-- 実施事項 --
以下の記録をすべて対象とし、空行を除いた各行を一つずつ文字列にしたJSONリストへ変換してください。

-- 一覧 --

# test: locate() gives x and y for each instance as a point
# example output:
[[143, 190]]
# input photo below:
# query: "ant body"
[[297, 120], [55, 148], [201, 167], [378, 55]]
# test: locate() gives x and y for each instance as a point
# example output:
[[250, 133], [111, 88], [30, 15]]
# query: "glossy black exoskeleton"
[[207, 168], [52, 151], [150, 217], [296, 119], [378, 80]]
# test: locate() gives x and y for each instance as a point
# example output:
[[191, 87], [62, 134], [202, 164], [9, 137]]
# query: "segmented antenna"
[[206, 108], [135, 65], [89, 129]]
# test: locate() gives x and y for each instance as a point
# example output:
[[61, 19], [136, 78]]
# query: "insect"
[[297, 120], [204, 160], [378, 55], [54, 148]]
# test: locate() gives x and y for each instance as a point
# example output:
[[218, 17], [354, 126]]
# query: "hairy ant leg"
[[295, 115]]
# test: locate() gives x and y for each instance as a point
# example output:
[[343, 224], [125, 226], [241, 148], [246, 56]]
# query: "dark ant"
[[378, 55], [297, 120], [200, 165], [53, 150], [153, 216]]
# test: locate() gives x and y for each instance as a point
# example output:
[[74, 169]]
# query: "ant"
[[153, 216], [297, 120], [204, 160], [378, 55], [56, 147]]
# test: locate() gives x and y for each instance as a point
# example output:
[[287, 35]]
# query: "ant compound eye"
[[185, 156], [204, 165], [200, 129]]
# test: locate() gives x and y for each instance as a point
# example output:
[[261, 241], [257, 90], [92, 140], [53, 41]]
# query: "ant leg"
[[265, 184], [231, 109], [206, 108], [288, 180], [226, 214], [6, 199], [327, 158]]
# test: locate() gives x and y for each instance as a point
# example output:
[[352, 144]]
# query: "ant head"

-- 問題の解答 --
[
  "# test: locate() gives x and y for each instance as a point",
  "# example output:",
  "[[143, 190]]",
  "# input photo below:",
  "# query: \"ant body\"",
  "[[297, 120], [55, 148], [201, 167], [378, 55]]",
  "# test: locate() gives x and y for each instance as a point",
  "# example output:",
  "[[250, 133], [111, 88], [30, 15]]",
  "# query: \"glossy black exoskeleton\"",
  "[[207, 168], [52, 151], [150, 217], [296, 119], [378, 80]]",
  "# test: locate() gives x and y for each instance as a point",
  "# example output:",
  "[[191, 87], [62, 134], [202, 164], [9, 137]]",
  "# query: \"segmented antenna\"",
  "[[206, 108], [135, 65], [89, 129]]",
  "# test: locate() gives x and y for each instance as a point",
  "# example output:",
  "[[61, 19], [136, 78]]",
  "# query: \"insect\"",
  "[[297, 120], [204, 160], [378, 55], [54, 148]]",
  "# test: locate() gives x and y for each instance as a point",
  "# example output:",
  "[[218, 17], [354, 126]]",
  "# query: \"hairy ant leg\"",
  "[[295, 115]]",
  "# test: locate() gives x and y for each instance as a point",
  "# example output:",
  "[[343, 224], [125, 226], [241, 148], [246, 56]]",
  "# query: \"dark ant\"",
  "[[378, 55], [297, 120], [200, 165], [53, 150], [153, 216]]",
  "# test: locate() gives x and y for each instance as a point",
  "# example output:",
  "[[74, 169]]",
  "# query: \"ant\"",
  "[[153, 216], [297, 120], [204, 160], [378, 55], [56, 147]]",
  "# test: locate() gives x and y for each instance as a point",
  "# example output:",
  "[[287, 35]]",
  "# query: \"ant compound eye\"",
  "[[185, 156], [204, 165], [200, 129]]",
  "# test: locate() gives x and y for each instance as a point",
  "# example output:",
  "[[261, 241], [257, 90], [92, 140], [53, 41]]",
  "# query: \"ant leg\"",
  "[[265, 184], [231, 109], [206, 108], [288, 180], [226, 214], [6, 199], [327, 158]]",
  "# test: locate() gives x and y for each instance as a point",
  "# example output:",
  "[[352, 144]]",
  "# query: \"ant head\""
]